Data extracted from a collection

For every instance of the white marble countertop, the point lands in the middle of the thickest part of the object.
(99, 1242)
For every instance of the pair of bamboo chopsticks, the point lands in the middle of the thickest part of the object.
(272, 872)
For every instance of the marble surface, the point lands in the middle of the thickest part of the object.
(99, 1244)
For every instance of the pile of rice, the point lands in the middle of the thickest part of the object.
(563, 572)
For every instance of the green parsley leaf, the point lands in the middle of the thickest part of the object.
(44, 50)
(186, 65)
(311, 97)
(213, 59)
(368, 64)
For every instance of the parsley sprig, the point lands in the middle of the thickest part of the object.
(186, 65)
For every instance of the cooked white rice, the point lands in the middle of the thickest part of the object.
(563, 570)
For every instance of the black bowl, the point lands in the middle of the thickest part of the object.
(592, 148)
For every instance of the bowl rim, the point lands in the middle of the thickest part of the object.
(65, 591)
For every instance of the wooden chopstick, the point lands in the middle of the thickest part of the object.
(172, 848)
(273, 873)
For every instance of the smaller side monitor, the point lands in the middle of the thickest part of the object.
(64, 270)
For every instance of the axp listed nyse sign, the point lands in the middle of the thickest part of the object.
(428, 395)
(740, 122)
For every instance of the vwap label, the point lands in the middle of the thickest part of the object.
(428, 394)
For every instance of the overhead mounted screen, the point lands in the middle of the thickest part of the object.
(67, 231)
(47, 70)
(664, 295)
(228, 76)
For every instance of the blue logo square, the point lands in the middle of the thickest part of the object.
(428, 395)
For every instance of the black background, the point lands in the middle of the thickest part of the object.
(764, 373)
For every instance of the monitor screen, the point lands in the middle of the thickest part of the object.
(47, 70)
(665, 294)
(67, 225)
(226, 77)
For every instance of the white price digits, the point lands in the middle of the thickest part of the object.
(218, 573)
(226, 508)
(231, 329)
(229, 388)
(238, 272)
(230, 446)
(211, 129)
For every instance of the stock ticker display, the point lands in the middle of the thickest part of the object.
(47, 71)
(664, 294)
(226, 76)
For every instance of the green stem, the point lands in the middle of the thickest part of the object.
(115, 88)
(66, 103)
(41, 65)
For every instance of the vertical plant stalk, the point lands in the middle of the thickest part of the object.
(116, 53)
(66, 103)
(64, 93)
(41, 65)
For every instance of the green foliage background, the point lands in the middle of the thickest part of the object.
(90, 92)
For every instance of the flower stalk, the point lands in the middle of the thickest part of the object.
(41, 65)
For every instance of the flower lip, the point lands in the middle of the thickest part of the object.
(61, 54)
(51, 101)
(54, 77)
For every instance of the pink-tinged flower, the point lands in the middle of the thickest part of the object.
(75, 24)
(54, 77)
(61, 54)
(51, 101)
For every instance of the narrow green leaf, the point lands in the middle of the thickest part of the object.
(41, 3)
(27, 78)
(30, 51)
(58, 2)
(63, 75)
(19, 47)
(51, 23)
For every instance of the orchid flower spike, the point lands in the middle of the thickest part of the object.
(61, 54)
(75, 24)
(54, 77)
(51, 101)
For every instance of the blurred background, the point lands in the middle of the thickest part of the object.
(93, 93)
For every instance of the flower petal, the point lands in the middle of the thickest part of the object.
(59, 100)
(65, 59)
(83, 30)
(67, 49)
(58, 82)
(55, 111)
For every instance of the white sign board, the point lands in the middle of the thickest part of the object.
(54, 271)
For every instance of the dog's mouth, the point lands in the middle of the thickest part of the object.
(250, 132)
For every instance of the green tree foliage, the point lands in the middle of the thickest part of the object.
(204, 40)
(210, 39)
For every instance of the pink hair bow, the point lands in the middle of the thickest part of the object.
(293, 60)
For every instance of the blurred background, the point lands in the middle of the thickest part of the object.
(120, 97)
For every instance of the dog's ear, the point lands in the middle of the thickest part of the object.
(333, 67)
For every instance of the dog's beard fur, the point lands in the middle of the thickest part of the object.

▶ _Task to carry out_
Write out the records above exactly as given.

▶ _Result of the task_
For every instance of the white marble countertop, the point lands in the middle of the thickest part of the object.
(99, 1242)
For every instance of the pair of bamboo chopsticks, the point lands in the middle of the thickest part of the object.
(272, 872)
For every instance of the marble surface, the point lands in the middle of the thickest part of the object.
(99, 1244)
For every instance of the pile of rice, the point lands in the middle of the thickest part of the object.
(563, 572)
For every instance of the green parsley leaf, the point lands in the middle of the thickest part of the object.
(44, 50)
(186, 65)
(311, 97)
(213, 59)
(368, 64)
For every instance of the parsley sprig, the point lands in the middle of the thickest part of the object.
(186, 65)
For every instance of the cooked white rice, the point lands in the middle of the thickest part of the object.
(563, 570)
For every instance of the black bowl, the point lands in the middle of the thickest part of the object.
(592, 148)
For every instance of the bowl rim, the point lands in the middle of the thickest part of the object.
(65, 591)
For every instance of the wooden chopstick, the point lands in the middle of the thickest part of the object.
(172, 848)
(273, 873)
For every instance of the smaller side monitor, the point lands in the middle of the thickest part of the object.
(64, 270)
For every instance of the axp listed nyse sign, the point lands in the middle of the thickest part of the object.
(428, 395)
(740, 122)
For every instance of the vwap label, the point lands in the middle of the thickest part of the object.
(428, 394)
For every instance of the overhead mounted screen, the point lands in the middle of the thickest part of the object.
(67, 231)
(47, 70)
(664, 295)
(228, 76)
For every instance of the blue logo square, the point lands in the middle of the thickest part of the object.
(428, 395)
For every instance of the black background, the point lands in the middle of the thickest part of the object.
(764, 373)
For every instance of the monitor screen, the point lands in the middle of the thickest part of the object.
(47, 70)
(665, 294)
(67, 225)
(226, 77)
For every instance of the white price digits, the point lands in the middle of the thickest part of the object.
(218, 573)
(226, 508)
(231, 329)
(229, 388)
(238, 272)
(230, 446)
(211, 129)
For every instance of the stock ticker display, the point lands in the middle of the thickest part of the object.
(47, 71)
(664, 294)
(226, 76)
For every instance of the green stem, the point lands in the middle of the thickest part of the object.
(115, 88)
(66, 103)
(41, 65)
For every instance of the vertical plant stalk, the point lands in the middle of the thickest part of the object.
(116, 53)
(66, 103)
(64, 93)
(41, 65)
For every instance of the green foliage background, the point lands in the middle of the thickest part of the object.
(90, 92)
For every instance of the flower stalk, the point lands in the middle of the thickest part of the object.
(41, 65)
For every instance of the flower lip, the point lands in the middle of the thickest part of the object.
(61, 54)
(51, 101)
(54, 77)
For every instance of the pink-tinged flower, the point lands in the middle of the thickest part of the object.
(75, 24)
(54, 77)
(61, 54)
(51, 101)
For every instance of the narrow green leaf, the point lands in the middle of the thickest part of the object.
(41, 3)
(27, 78)
(30, 51)
(58, 2)
(63, 75)
(19, 47)
(51, 23)
For every instance of the orchid flower spike, the point lands in the middle of the thickest part of the object.
(61, 54)
(75, 24)
(54, 77)
(51, 101)
For every instance of the blurred background, the point lands in the middle of the thickest part of the object.
(93, 93)
For every instance of the flower petal, the point lands in the middle of the thickest part of the object.
(59, 100)
(65, 59)
(83, 30)
(67, 49)
(58, 82)
(55, 111)
For every instance of the white sign board, the point lands in the middle of the thickest part of the object.
(54, 271)
For every instance of the dog's mouth, the point lands in the middle of the thickest part of the object.
(250, 132)
For every instance of the green tree foliage, the point lands in the middle of the thickest part of the object.
(204, 40)
(210, 39)
For every instance of the pink hair bow, the point lands in the middle of the thickest part of the object.
(293, 60)
For every instance of the blurred background, the point lands in the middle of the thickest part of the object.
(120, 97)
For every instance of the dog's ear, the point lands in the middle of the thickest part of the object.
(333, 67)
For every instance of the dog's beard fur, the point lands in the middle of the thickest part of the object.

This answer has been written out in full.